Stored data:
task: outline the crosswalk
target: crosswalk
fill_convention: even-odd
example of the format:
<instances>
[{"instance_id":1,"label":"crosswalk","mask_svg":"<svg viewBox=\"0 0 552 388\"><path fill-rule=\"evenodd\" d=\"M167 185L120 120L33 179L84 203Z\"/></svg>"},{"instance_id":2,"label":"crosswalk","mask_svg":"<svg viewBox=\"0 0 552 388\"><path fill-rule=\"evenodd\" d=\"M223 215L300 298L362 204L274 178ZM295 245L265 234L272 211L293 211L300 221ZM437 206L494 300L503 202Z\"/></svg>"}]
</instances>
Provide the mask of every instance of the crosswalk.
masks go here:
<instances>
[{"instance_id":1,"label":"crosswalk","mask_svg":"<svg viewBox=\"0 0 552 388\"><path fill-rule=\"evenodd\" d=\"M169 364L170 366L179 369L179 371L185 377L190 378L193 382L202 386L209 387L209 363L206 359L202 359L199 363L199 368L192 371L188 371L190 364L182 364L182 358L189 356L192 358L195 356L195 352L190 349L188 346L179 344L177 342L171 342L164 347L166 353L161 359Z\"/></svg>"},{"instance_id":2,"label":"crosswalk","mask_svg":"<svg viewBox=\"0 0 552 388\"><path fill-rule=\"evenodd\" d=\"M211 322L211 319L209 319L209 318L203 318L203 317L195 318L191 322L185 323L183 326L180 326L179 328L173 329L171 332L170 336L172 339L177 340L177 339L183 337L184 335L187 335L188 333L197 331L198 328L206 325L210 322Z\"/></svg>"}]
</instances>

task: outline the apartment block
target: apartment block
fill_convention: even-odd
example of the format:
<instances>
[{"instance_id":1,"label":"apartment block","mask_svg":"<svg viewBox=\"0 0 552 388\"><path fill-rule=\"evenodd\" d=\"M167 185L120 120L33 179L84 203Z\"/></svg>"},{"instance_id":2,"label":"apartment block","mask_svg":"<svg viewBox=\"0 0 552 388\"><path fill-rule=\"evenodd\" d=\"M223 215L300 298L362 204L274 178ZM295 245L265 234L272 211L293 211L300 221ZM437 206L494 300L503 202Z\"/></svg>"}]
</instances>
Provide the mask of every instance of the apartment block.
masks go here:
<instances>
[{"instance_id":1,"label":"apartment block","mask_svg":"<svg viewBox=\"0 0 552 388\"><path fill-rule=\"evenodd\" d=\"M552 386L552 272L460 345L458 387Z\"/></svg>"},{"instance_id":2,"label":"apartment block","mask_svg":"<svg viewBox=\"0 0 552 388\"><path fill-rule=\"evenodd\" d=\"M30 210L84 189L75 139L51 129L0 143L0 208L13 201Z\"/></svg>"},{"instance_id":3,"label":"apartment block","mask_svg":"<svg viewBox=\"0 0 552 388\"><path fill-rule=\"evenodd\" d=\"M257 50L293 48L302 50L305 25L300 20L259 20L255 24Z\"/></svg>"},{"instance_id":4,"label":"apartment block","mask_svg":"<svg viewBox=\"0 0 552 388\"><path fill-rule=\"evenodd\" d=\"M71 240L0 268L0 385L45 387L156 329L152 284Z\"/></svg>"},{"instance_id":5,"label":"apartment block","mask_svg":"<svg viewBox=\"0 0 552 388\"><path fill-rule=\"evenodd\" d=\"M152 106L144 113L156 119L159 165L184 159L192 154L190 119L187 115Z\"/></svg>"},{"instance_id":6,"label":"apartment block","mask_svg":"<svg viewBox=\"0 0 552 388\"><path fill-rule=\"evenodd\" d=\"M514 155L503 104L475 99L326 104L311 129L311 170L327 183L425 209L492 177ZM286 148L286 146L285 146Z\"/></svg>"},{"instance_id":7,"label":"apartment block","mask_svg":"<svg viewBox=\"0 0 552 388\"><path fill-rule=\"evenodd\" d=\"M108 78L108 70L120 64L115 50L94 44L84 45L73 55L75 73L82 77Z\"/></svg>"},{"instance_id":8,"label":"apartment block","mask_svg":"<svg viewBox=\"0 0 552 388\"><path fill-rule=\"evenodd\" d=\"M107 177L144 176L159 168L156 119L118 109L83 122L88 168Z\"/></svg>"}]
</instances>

**What the exercise asks**
Rewrite the listing above, changing every "even-odd" to "nonzero" and leaving everything else as it is.

**Exercise answer**
task: outline the crosswalk
target: crosswalk
fill_convention: nonzero
example of the format:
<instances>
[{"instance_id":1,"label":"crosswalk","mask_svg":"<svg viewBox=\"0 0 552 388\"><path fill-rule=\"evenodd\" d=\"M167 185L120 120L33 179L84 203Z\"/></svg>"},{"instance_id":2,"label":"crosswalk","mask_svg":"<svg viewBox=\"0 0 552 388\"><path fill-rule=\"evenodd\" d=\"M223 215L300 298L362 204L274 178ZM295 245L265 234L272 211L293 211L300 221ZM437 206L494 300L503 202Z\"/></svg>"}]
</instances>
Provide the mask of every instance of the crosswalk.
masks go here:
<instances>
[{"instance_id":1,"label":"crosswalk","mask_svg":"<svg viewBox=\"0 0 552 388\"><path fill-rule=\"evenodd\" d=\"M169 364L170 366L179 369L179 371L185 377L190 378L193 382L202 386L209 387L209 363L206 359L202 359L199 363L199 368L192 371L188 371L190 364L182 364L182 358L189 356L192 358L195 356L195 352L190 349L188 346L179 344L177 342L171 342L164 347L166 353L161 359Z\"/></svg>"},{"instance_id":2,"label":"crosswalk","mask_svg":"<svg viewBox=\"0 0 552 388\"><path fill-rule=\"evenodd\" d=\"M211 322L211 319L209 319L209 318L203 318L203 317L195 318L191 322L185 323L183 326L180 326L179 328L173 329L171 332L170 336L172 339L177 340L177 339L183 337L184 335L187 335L188 333L197 331L198 328L206 325L210 322Z\"/></svg>"}]
</instances>

task: outline the apartment block
target: apartment block
fill_convention: nonzero
example of the format:
<instances>
[{"instance_id":1,"label":"apartment block","mask_svg":"<svg viewBox=\"0 0 552 388\"><path fill-rule=\"evenodd\" d=\"M167 185L120 120L33 179L84 203Z\"/></svg>"},{"instance_id":2,"label":"apartment block","mask_svg":"<svg viewBox=\"0 0 552 388\"><path fill-rule=\"evenodd\" d=\"M223 215L300 298L362 204L274 178ZM295 245L265 234L272 211L293 211L300 221ZM437 206L494 300L503 202Z\"/></svg>"}]
</instances>
Provide the mask of every instance of the apartment block.
masks go here:
<instances>
[{"instance_id":1,"label":"apartment block","mask_svg":"<svg viewBox=\"0 0 552 388\"><path fill-rule=\"evenodd\" d=\"M552 386L552 272L460 345L458 387Z\"/></svg>"},{"instance_id":2,"label":"apartment block","mask_svg":"<svg viewBox=\"0 0 552 388\"><path fill-rule=\"evenodd\" d=\"M30 210L84 189L75 139L51 129L0 143L0 208L13 201Z\"/></svg>"},{"instance_id":3,"label":"apartment block","mask_svg":"<svg viewBox=\"0 0 552 388\"><path fill-rule=\"evenodd\" d=\"M257 50L293 48L302 50L305 25L300 20L259 20L255 24Z\"/></svg>"},{"instance_id":4,"label":"apartment block","mask_svg":"<svg viewBox=\"0 0 552 388\"><path fill-rule=\"evenodd\" d=\"M71 240L0 268L0 385L45 387L156 329L152 284Z\"/></svg>"},{"instance_id":5,"label":"apartment block","mask_svg":"<svg viewBox=\"0 0 552 388\"><path fill-rule=\"evenodd\" d=\"M152 106L144 113L156 119L159 165L184 159L192 154L190 119L187 115Z\"/></svg>"},{"instance_id":6,"label":"apartment block","mask_svg":"<svg viewBox=\"0 0 552 388\"><path fill-rule=\"evenodd\" d=\"M514 155L503 104L475 99L326 104L311 129L311 170L327 183L425 209L492 177ZM286 148L286 146L285 146Z\"/></svg>"},{"instance_id":7,"label":"apartment block","mask_svg":"<svg viewBox=\"0 0 552 388\"><path fill-rule=\"evenodd\" d=\"M108 78L108 70L120 64L115 50L94 44L84 45L73 55L75 73L82 77Z\"/></svg>"},{"instance_id":8,"label":"apartment block","mask_svg":"<svg viewBox=\"0 0 552 388\"><path fill-rule=\"evenodd\" d=\"M107 177L144 176L159 168L156 119L118 109L83 122L88 168Z\"/></svg>"}]
</instances>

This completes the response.